[Problems to work on]
[a] Using the profile of Nozomi Ohtsuki below, decide whether each statement agrees with it: (i) She is a PhD student at the University of Tokyo. (ii) Her research is about materials kept inside museum collections. (iii) She thinks AI can exclude certain races and cultures. Answer yes or no for each, quoting the words that settle it.
[b] According to the profile of Nozomi Ohtsuki below, which laboratory is she part of?

+++ Text passage +++

Nozomi Ohtsuki is a PhD student in the Cultural and Human Information Studies Course of the Graduate School of Interdisciplinary Information Studies (GSII) at the University of Tokyo (Sakura Laboratory). Her research theme is inheritance of materials outside the museum system. In order to construct a theoretical framework for inheritance of materials in modern society, she studies how objects and digital data have been remaining outside existing systems or mechanisms of museum.
In B’AI, she would like to consider how the application of new technologies, including AI, can bring into focus things and people that have been omitted from existing frameworks. On the other hand, AI can exclude certain races and cultures and promote discrimination, so she considers this as well.

+++ Listed records +++

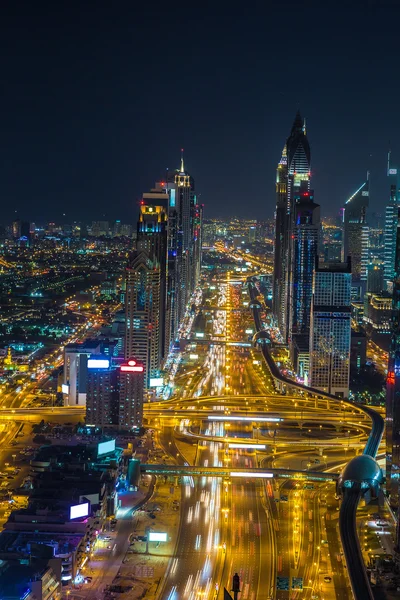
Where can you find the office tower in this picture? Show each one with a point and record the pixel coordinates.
(142, 303)
(356, 233)
(130, 414)
(377, 313)
(102, 392)
(304, 250)
(391, 226)
(393, 394)
(197, 243)
(330, 331)
(126, 230)
(375, 276)
(116, 231)
(152, 232)
(76, 357)
(293, 172)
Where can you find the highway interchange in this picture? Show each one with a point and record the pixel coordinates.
(280, 534)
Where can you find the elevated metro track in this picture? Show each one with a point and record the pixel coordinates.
(347, 517)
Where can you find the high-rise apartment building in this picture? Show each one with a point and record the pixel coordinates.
(356, 232)
(390, 232)
(130, 414)
(152, 238)
(293, 175)
(75, 373)
(114, 393)
(304, 242)
(330, 332)
(102, 392)
(393, 395)
(375, 276)
(185, 217)
(142, 303)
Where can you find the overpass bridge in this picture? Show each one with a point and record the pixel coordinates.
(227, 472)
(347, 516)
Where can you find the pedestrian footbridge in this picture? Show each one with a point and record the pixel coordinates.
(227, 472)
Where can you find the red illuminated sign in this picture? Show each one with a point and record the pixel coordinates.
(132, 367)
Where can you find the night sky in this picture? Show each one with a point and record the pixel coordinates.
(97, 98)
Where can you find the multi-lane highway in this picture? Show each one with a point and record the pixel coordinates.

+++

[Solved problems]
[a]
(i) Yes: "Nozomi Ohtsuki is a PhD student in the Cultural and Human Information Studies Course of the Graduate School of Interdisciplinary Information Studies (GSII) at the University of Tokyo"
(ii) No: "Her research theme is inheritance of materials outside the museum system."
(iii) Yes: "AI can exclude certain races and cultures and promote discrimination"

[b] Sakura Laboratory.